Work to be completed » Produce word for word the lines of the data below running from the one that has "target_to_outline: mansion facade" to the one that has "target_to_outline: bare tree", inclusive, and no others.

[Segmentation mask data]
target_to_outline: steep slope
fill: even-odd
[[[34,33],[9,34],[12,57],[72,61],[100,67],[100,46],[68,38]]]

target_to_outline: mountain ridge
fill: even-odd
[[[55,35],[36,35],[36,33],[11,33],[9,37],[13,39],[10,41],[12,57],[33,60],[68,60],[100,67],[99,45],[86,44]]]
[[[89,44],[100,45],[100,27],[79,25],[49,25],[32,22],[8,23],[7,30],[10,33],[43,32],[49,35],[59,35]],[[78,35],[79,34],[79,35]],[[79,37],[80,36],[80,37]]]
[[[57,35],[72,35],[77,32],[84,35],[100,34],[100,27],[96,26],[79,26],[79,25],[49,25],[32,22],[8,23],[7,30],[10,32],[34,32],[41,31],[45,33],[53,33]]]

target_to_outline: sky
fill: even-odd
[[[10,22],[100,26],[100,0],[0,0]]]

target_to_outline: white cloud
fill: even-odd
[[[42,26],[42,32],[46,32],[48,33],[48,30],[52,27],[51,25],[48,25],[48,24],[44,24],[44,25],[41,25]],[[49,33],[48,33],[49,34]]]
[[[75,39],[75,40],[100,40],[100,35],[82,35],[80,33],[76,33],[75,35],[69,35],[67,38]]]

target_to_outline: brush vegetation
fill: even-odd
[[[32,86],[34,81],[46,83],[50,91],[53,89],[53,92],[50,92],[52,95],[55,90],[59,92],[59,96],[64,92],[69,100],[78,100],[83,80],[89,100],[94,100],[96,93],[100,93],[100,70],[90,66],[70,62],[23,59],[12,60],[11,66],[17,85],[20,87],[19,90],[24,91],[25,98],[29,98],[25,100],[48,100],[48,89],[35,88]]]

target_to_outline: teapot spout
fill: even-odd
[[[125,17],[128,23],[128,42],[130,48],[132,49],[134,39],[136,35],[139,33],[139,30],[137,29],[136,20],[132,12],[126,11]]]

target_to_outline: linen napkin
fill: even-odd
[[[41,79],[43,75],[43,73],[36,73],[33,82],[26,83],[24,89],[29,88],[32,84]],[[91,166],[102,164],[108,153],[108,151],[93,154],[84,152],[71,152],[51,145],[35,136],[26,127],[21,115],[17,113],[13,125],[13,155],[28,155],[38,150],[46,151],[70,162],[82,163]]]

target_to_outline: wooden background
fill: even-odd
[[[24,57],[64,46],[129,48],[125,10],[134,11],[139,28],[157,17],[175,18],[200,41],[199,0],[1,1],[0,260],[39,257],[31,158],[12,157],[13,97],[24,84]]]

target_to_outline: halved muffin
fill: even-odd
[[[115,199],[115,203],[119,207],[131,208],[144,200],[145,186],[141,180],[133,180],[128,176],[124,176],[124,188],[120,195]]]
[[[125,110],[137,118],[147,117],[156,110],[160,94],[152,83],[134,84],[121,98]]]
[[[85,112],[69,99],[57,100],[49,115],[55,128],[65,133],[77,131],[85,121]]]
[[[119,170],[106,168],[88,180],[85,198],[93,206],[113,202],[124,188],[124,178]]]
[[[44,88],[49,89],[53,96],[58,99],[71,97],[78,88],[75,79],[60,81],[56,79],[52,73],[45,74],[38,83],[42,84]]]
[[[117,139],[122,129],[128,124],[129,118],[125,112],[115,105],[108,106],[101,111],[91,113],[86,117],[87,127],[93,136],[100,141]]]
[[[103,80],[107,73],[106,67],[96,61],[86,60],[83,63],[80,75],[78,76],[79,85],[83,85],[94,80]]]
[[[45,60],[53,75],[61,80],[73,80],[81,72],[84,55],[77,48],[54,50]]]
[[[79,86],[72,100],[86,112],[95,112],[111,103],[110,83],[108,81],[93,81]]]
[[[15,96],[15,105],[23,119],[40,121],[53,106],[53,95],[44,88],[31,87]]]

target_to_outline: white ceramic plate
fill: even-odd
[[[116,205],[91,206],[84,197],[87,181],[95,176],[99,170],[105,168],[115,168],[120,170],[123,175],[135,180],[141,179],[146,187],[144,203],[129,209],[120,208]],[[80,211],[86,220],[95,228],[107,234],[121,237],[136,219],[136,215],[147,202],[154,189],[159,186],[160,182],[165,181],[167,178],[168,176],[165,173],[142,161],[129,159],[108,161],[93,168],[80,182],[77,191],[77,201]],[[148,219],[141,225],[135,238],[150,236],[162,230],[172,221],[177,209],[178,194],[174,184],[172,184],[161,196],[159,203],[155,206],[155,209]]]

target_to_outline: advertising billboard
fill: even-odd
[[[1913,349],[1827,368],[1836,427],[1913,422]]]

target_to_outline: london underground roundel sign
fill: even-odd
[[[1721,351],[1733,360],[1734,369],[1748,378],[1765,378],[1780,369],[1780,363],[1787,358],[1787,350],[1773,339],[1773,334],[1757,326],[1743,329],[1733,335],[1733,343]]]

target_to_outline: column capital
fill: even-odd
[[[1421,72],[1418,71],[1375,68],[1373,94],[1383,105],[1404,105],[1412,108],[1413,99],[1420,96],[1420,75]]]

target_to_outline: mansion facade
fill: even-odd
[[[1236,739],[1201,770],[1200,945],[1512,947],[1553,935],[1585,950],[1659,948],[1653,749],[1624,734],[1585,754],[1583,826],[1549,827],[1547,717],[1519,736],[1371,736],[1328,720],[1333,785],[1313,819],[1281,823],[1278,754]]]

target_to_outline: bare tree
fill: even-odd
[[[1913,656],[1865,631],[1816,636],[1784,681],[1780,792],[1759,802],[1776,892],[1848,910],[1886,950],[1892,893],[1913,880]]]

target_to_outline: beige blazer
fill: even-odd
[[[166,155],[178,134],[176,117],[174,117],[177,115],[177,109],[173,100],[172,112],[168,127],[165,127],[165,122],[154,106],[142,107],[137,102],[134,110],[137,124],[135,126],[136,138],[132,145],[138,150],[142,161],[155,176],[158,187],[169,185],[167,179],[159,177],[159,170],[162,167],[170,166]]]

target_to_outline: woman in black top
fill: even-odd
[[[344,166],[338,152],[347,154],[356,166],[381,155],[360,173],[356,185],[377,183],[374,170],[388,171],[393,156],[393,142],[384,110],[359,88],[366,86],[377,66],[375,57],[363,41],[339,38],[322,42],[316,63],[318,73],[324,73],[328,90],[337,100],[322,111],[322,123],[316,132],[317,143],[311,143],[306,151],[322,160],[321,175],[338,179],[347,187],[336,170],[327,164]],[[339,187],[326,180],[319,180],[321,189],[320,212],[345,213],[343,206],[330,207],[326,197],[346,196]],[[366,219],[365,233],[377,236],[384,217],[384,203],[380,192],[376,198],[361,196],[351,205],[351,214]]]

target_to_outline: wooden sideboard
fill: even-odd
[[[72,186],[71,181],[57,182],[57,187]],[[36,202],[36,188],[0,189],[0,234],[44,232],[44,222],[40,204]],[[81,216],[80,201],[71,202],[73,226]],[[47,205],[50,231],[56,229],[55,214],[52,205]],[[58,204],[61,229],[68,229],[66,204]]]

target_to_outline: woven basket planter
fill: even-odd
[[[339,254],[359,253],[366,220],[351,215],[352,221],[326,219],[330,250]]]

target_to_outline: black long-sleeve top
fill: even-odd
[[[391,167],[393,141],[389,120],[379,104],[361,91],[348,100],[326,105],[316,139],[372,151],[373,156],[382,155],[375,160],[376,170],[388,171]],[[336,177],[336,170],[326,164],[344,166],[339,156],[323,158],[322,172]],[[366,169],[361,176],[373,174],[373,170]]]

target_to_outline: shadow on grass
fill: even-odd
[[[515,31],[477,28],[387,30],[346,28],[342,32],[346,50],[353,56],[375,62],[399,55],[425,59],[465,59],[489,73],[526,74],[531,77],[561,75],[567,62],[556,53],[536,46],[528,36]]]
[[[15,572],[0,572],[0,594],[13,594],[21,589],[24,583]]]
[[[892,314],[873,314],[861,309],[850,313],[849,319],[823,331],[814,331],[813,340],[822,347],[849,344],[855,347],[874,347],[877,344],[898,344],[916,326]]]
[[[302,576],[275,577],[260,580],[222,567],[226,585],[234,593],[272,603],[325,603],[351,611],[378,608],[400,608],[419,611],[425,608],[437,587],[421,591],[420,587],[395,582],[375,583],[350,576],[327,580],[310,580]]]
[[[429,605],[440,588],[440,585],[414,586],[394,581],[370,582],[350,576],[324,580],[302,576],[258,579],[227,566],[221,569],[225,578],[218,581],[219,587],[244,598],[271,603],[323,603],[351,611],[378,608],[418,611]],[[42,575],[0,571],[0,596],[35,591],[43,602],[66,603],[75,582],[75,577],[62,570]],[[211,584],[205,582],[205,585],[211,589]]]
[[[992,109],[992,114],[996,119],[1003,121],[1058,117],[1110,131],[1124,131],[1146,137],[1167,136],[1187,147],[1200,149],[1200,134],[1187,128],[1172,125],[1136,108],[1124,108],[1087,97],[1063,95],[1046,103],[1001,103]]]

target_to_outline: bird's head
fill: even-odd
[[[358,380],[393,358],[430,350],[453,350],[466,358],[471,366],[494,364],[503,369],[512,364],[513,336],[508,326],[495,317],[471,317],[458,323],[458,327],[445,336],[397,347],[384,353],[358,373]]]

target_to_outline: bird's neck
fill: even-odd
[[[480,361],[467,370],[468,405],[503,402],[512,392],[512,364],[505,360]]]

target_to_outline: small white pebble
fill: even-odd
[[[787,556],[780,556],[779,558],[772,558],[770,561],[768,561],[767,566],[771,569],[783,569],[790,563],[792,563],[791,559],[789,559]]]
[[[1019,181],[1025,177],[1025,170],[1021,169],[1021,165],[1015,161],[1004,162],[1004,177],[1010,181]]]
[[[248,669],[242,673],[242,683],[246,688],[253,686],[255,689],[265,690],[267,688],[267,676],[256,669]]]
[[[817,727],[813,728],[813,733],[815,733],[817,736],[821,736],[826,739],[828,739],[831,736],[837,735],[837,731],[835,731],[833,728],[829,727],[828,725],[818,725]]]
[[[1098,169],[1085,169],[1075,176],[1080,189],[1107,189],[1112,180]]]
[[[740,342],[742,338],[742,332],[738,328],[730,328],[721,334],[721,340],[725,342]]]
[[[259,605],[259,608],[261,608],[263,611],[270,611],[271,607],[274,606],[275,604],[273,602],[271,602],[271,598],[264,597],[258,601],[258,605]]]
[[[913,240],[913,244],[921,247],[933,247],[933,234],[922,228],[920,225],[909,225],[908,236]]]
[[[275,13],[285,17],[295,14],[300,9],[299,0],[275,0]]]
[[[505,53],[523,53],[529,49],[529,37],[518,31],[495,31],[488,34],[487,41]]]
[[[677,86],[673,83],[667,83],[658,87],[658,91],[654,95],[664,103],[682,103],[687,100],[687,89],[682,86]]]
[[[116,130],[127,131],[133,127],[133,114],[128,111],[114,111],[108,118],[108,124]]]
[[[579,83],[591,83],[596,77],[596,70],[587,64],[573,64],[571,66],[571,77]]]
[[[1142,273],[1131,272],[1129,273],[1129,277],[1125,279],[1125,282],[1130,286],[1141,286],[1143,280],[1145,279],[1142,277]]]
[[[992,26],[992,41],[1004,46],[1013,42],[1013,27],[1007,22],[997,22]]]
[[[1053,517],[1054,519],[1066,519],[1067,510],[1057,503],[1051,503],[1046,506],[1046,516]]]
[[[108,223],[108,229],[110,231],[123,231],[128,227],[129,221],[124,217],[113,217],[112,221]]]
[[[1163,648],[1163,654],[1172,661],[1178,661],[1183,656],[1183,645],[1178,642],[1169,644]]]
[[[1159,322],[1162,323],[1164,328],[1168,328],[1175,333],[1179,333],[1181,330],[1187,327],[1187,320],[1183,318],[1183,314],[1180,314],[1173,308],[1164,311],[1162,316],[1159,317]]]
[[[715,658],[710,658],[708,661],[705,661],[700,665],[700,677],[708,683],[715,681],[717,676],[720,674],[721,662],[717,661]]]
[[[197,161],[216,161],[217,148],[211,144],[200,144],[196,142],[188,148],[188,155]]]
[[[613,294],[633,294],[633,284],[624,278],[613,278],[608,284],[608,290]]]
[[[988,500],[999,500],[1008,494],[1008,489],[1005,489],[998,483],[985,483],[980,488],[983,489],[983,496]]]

Finished exercise »
target_to_outline: mansion facade
fill: even-odd
[[[1236,739],[1201,770],[1200,945],[1512,947],[1553,935],[1585,950],[1659,948],[1653,749],[1624,734],[1585,754],[1583,826],[1549,827],[1547,717],[1519,736],[1371,736],[1328,720],[1333,785],[1313,819],[1281,823],[1278,754]]]

target_to_outline: bare tree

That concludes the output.